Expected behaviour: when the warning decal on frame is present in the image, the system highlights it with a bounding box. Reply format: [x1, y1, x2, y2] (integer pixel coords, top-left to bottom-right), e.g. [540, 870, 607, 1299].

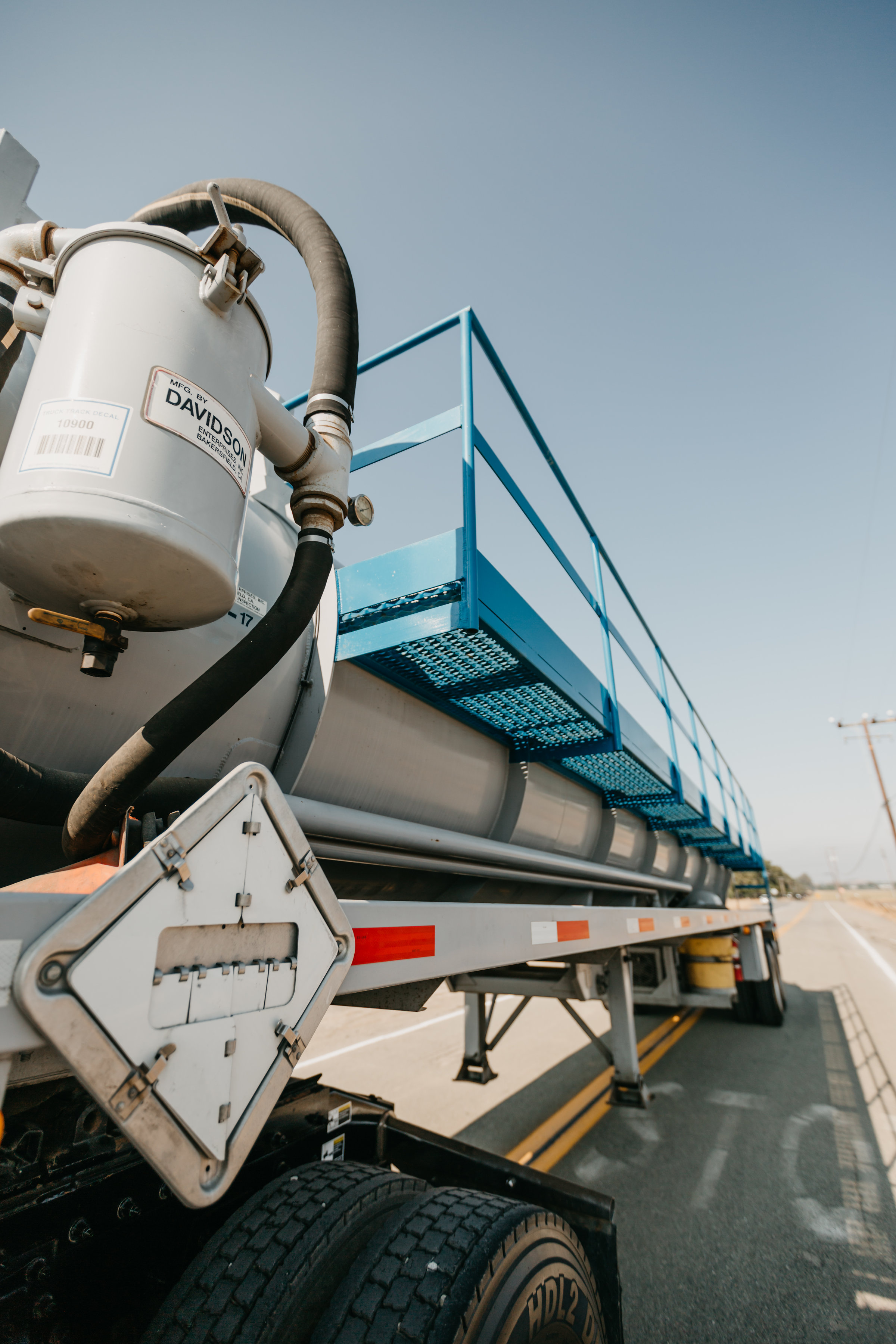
[144, 368, 252, 495]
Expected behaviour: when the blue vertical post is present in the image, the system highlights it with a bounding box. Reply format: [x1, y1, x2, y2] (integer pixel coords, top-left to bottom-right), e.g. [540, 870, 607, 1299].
[653, 644, 685, 802]
[709, 738, 731, 840]
[591, 536, 622, 751]
[688, 700, 709, 821]
[461, 308, 480, 630]
[727, 766, 750, 852]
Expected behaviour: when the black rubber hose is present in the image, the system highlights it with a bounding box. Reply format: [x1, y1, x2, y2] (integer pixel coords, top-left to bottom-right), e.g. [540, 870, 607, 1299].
[0, 747, 215, 827]
[130, 177, 357, 427]
[62, 528, 333, 863]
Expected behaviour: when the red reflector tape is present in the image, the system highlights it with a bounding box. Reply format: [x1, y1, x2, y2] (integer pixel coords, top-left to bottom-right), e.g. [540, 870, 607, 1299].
[352, 925, 435, 966]
[557, 919, 591, 942]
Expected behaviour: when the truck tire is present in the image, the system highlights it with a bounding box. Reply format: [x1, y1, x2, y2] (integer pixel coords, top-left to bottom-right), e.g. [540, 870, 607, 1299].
[144, 1163, 427, 1344]
[313, 1189, 606, 1344]
[754, 942, 787, 1027]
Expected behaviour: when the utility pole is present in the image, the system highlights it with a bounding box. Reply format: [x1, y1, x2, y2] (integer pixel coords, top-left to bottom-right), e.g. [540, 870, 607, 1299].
[831, 714, 896, 845]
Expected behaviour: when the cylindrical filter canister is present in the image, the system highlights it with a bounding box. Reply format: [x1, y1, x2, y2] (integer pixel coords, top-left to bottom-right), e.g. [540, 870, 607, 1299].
[680, 934, 736, 990]
[0, 223, 270, 630]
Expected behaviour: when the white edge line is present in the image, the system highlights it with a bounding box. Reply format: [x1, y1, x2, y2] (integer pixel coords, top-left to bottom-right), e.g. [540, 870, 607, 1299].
[827, 906, 896, 985]
[297, 1008, 466, 1068]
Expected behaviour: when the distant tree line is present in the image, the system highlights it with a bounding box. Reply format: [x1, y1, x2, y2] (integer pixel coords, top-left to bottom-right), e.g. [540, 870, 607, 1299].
[732, 863, 815, 896]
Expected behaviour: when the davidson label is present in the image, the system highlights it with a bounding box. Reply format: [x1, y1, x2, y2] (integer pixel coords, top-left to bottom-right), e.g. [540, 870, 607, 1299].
[144, 368, 252, 495]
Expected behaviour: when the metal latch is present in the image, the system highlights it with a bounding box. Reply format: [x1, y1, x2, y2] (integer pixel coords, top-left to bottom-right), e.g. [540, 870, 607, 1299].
[286, 849, 317, 891]
[274, 1019, 308, 1068]
[152, 831, 193, 891]
[199, 181, 265, 318]
[109, 1046, 177, 1120]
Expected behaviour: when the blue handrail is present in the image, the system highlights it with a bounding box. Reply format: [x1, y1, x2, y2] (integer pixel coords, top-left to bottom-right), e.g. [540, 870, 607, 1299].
[283, 308, 760, 858]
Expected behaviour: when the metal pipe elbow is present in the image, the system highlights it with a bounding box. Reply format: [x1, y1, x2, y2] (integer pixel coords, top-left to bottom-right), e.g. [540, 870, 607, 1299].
[277, 411, 352, 532]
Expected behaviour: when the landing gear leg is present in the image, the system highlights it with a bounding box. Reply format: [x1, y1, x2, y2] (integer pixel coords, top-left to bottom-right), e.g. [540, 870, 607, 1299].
[454, 995, 497, 1083]
[607, 948, 650, 1109]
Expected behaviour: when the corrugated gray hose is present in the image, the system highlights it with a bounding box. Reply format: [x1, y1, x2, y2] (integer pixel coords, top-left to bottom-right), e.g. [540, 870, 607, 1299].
[0, 177, 357, 862]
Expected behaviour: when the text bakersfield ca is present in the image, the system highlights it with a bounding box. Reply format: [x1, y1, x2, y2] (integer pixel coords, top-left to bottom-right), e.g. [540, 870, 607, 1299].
[144, 368, 252, 495]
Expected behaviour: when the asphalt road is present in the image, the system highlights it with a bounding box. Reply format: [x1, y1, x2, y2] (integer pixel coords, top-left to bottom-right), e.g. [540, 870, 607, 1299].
[301, 900, 896, 1344]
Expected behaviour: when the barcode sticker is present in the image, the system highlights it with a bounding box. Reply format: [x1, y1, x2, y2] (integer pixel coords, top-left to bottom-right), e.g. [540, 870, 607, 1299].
[19, 399, 130, 476]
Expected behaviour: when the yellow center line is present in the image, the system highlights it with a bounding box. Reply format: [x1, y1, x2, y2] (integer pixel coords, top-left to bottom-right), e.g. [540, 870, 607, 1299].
[507, 1008, 703, 1172]
[778, 906, 811, 938]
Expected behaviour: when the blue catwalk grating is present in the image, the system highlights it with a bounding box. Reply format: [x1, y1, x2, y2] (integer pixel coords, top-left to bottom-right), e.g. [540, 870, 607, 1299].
[364, 630, 606, 751]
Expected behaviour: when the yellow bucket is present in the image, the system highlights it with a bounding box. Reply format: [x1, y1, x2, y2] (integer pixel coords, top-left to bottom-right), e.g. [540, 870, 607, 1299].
[681, 936, 736, 989]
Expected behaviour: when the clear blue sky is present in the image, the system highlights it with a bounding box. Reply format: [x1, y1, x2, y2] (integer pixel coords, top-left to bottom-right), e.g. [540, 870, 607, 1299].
[7, 0, 896, 880]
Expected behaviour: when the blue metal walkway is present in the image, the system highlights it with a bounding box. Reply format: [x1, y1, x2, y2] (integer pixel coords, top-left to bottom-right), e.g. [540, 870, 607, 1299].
[286, 308, 763, 872]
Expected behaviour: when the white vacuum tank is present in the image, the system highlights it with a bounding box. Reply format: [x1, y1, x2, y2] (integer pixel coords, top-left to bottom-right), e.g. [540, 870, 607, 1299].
[0, 223, 271, 630]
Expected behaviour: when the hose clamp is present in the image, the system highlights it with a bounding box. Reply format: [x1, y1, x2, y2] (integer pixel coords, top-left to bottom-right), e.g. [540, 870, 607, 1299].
[305, 392, 355, 425]
[296, 527, 333, 551]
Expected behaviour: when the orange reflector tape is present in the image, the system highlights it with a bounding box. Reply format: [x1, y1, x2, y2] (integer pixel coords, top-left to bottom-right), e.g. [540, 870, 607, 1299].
[557, 919, 590, 942]
[352, 925, 435, 966]
[532, 919, 591, 946]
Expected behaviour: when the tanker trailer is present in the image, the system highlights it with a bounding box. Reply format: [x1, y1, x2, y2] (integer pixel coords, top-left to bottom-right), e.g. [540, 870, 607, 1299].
[0, 133, 783, 1344]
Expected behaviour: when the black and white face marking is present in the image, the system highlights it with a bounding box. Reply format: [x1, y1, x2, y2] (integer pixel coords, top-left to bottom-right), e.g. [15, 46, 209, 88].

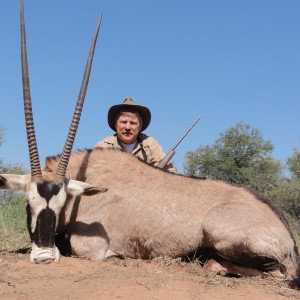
[27, 181, 67, 263]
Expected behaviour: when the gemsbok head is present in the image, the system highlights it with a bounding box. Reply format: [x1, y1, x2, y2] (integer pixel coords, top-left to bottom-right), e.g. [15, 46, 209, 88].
[0, 0, 106, 263]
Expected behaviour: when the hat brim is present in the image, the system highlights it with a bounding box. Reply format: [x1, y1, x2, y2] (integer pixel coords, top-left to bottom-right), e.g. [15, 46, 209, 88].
[107, 104, 151, 131]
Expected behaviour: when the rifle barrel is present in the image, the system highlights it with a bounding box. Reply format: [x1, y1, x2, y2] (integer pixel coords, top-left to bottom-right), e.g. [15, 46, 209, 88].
[172, 116, 201, 150]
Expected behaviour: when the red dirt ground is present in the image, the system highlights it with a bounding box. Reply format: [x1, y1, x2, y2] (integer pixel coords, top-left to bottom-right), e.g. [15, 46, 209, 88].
[0, 252, 300, 300]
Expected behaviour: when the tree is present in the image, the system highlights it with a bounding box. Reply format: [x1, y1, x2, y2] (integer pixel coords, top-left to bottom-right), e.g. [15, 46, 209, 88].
[287, 149, 300, 179]
[184, 122, 282, 192]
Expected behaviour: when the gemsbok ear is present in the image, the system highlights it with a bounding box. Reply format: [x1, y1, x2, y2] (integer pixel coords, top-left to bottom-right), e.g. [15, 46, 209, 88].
[0, 174, 31, 191]
[66, 180, 107, 196]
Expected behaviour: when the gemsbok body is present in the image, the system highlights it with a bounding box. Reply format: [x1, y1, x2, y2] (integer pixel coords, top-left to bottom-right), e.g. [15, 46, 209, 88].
[0, 0, 299, 288]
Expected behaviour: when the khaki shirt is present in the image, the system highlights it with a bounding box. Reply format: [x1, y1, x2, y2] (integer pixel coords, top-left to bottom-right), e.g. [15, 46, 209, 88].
[95, 133, 176, 173]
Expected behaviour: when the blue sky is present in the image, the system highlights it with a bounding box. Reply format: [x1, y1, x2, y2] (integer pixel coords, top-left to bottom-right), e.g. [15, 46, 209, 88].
[0, 0, 300, 172]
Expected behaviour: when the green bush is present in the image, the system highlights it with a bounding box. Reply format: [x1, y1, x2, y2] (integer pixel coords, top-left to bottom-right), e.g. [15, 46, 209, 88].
[0, 194, 30, 251]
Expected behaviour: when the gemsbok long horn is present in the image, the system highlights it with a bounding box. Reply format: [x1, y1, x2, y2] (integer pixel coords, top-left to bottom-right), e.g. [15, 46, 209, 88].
[56, 13, 102, 182]
[20, 0, 43, 182]
[21, 0, 102, 182]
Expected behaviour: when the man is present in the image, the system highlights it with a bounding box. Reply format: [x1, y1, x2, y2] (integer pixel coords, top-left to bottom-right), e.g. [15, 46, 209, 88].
[95, 98, 176, 173]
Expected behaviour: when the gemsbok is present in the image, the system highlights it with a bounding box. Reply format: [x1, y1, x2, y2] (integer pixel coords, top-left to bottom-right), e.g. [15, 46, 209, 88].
[0, 1, 299, 288]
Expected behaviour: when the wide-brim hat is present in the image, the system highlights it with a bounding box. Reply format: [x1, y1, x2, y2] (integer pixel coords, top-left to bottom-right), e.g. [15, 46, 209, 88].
[107, 98, 151, 131]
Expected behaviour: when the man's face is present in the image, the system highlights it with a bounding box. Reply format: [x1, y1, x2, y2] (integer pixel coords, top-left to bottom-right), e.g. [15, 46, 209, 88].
[116, 114, 142, 144]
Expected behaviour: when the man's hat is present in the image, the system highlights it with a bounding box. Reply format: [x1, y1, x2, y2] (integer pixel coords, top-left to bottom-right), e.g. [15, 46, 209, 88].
[107, 98, 151, 131]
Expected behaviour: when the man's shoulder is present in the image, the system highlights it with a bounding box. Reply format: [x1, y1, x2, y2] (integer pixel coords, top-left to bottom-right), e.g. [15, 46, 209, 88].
[139, 133, 159, 147]
[95, 135, 116, 147]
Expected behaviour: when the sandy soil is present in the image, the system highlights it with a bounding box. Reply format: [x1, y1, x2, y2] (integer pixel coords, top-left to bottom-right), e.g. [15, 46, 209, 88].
[0, 252, 300, 300]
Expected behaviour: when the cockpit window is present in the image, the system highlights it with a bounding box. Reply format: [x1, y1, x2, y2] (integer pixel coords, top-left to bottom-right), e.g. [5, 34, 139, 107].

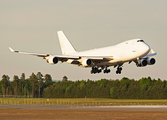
[137, 40, 144, 42]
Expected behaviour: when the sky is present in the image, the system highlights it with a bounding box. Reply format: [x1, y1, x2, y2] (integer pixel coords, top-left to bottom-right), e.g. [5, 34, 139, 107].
[0, 0, 167, 81]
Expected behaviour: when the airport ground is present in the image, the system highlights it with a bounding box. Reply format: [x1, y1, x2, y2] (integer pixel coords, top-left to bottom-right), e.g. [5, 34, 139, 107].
[0, 105, 167, 120]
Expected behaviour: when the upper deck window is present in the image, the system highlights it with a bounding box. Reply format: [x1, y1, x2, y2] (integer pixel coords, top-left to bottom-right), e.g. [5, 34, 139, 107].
[137, 40, 144, 42]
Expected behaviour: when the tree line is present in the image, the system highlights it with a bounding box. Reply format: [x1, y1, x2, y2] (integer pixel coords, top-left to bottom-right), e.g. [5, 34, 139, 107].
[0, 72, 167, 99]
[0, 72, 53, 98]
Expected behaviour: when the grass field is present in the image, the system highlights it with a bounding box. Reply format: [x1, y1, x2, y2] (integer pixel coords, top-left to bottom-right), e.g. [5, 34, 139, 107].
[0, 98, 167, 105]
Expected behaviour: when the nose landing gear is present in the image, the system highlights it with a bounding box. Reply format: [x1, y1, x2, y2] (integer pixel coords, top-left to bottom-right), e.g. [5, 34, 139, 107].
[91, 67, 101, 74]
[116, 66, 122, 74]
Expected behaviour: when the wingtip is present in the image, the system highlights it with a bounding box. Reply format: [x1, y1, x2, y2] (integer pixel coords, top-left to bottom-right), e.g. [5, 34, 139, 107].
[9, 47, 15, 52]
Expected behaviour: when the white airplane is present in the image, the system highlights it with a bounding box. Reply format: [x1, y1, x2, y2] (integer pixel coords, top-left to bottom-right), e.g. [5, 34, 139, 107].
[9, 31, 156, 74]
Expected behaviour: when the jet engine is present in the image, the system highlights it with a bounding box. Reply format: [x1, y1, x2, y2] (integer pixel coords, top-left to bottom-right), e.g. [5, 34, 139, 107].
[147, 58, 155, 65]
[138, 59, 147, 67]
[47, 56, 59, 64]
[82, 59, 92, 67]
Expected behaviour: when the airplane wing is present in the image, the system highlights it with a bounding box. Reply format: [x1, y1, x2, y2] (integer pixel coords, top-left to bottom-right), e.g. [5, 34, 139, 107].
[9, 47, 113, 62]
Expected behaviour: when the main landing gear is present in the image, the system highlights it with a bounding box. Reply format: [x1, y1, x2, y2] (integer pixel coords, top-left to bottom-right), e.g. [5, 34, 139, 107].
[91, 66, 122, 74]
[91, 67, 110, 74]
[116, 66, 122, 74]
[91, 67, 102, 74]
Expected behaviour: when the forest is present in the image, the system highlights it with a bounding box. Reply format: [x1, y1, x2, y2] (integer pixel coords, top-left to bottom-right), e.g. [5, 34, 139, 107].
[0, 72, 167, 99]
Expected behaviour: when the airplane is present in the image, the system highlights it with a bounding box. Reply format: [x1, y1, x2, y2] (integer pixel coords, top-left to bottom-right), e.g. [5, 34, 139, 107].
[9, 31, 157, 74]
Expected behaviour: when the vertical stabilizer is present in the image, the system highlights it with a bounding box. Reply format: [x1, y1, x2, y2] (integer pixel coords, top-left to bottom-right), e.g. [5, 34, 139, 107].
[57, 31, 76, 55]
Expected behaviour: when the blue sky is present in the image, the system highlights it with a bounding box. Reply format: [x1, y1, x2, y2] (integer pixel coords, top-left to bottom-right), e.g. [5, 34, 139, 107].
[0, 0, 167, 80]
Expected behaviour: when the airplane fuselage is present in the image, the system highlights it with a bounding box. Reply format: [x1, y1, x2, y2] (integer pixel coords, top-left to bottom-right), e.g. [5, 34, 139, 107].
[67, 39, 150, 67]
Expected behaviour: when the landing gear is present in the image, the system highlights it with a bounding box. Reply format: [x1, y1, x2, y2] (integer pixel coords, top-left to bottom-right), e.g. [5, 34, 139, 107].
[104, 67, 110, 73]
[116, 67, 122, 74]
[91, 67, 101, 74]
[90, 67, 110, 74]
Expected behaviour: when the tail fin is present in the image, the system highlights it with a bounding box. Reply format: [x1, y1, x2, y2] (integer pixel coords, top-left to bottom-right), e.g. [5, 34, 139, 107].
[57, 31, 76, 55]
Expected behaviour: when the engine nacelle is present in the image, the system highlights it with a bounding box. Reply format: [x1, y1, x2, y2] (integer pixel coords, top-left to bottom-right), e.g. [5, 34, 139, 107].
[138, 59, 147, 67]
[82, 59, 92, 67]
[147, 58, 155, 65]
[47, 57, 59, 64]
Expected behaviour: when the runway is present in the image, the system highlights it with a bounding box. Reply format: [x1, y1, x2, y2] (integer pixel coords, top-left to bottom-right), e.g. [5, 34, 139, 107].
[0, 105, 167, 120]
[0, 105, 167, 112]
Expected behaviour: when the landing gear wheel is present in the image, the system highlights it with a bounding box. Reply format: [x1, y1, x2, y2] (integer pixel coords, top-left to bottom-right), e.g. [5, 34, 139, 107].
[104, 68, 110, 73]
[116, 67, 122, 74]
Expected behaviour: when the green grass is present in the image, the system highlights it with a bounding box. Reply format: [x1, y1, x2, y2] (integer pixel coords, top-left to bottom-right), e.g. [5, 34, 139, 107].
[0, 98, 167, 105]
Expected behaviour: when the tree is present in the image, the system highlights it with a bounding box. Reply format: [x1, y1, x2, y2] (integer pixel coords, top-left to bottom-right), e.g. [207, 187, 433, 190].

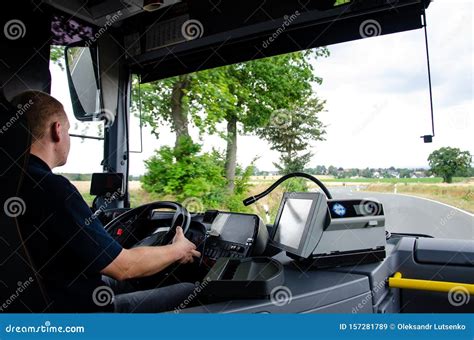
[428, 147, 472, 183]
[258, 97, 325, 175]
[137, 48, 329, 191]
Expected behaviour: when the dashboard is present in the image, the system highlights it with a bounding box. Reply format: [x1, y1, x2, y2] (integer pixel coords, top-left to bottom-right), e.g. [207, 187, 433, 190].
[101, 210, 268, 267]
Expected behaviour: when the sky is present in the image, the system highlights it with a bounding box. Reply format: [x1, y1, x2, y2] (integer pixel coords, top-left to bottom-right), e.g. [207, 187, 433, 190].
[51, 0, 474, 175]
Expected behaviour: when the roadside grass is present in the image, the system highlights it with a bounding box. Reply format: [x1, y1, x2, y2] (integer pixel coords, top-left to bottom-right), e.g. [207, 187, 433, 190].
[323, 177, 469, 184]
[73, 178, 474, 214]
[361, 183, 474, 213]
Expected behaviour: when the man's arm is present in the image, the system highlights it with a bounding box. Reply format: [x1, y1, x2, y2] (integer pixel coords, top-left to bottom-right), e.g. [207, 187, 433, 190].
[101, 227, 201, 281]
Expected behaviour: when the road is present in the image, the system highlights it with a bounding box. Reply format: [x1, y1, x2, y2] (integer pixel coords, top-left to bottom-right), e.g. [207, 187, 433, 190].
[329, 187, 474, 240]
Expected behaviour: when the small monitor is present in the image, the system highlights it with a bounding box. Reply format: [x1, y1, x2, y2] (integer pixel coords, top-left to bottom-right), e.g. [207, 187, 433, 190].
[271, 192, 328, 258]
[90, 172, 123, 196]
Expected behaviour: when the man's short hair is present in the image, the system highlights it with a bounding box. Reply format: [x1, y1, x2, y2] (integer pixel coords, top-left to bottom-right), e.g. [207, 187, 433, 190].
[10, 90, 65, 142]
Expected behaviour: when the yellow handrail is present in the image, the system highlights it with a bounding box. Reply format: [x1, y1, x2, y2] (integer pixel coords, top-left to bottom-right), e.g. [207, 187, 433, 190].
[388, 272, 474, 295]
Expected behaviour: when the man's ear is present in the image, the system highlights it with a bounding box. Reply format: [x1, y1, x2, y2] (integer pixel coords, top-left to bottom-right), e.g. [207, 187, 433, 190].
[51, 122, 63, 143]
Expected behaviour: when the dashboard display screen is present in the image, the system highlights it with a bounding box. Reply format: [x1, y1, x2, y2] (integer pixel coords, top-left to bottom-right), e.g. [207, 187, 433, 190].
[273, 198, 313, 249]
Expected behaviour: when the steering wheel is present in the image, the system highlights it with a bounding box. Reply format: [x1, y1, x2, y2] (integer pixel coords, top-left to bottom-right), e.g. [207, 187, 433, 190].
[105, 201, 191, 248]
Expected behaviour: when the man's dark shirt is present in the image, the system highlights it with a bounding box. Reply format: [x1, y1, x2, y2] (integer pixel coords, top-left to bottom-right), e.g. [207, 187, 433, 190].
[20, 155, 122, 312]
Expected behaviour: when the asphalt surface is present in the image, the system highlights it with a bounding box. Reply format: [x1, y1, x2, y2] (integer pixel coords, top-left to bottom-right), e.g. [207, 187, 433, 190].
[329, 186, 474, 240]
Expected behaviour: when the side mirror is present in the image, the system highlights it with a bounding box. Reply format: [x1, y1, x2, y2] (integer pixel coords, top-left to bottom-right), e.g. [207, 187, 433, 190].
[64, 47, 102, 121]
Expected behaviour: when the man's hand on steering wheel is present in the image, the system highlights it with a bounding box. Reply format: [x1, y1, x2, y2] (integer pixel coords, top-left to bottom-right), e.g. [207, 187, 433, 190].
[172, 227, 201, 264]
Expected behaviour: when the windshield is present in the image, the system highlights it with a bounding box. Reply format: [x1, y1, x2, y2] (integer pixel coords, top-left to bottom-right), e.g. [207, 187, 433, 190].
[53, 3, 474, 239]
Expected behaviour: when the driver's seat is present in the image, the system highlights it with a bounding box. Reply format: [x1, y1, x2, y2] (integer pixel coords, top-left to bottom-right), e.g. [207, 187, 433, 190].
[0, 89, 49, 313]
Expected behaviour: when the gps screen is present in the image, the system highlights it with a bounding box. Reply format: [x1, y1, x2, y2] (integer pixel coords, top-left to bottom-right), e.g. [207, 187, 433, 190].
[273, 199, 313, 249]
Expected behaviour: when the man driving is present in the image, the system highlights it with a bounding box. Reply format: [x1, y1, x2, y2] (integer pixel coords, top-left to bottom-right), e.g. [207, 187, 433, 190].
[12, 91, 200, 312]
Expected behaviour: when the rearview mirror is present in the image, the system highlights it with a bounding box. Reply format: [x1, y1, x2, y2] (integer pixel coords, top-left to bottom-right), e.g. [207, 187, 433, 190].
[65, 47, 101, 121]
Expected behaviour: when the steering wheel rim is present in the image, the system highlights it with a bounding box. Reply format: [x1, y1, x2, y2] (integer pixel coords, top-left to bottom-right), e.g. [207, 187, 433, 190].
[104, 201, 191, 247]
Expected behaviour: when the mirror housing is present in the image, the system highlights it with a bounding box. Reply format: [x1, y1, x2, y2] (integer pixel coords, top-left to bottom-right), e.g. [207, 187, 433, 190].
[64, 46, 102, 121]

--------------------------------

- _GIVEN REQUEST_:
Could you reproduce only the data starting with the line that contains "Expected behaviour: when the black rubber" and going on through the line that contains "[62, 528, 333, 863]", substituting "coiled air hose" for "black rubber hose" and leaving everything else unchanged?

- _RESULT BELOW_:
Expected behaviour: when the coiled air hose is present in the image, the system highlights it with a bounding box. Reply format: [x1, y1, x2, y2] (integer pixel coords, top-left to bottom-right), e.g. [540, 870, 607, 1299].
[0, 747, 215, 827]
[130, 177, 357, 427]
[62, 528, 333, 863]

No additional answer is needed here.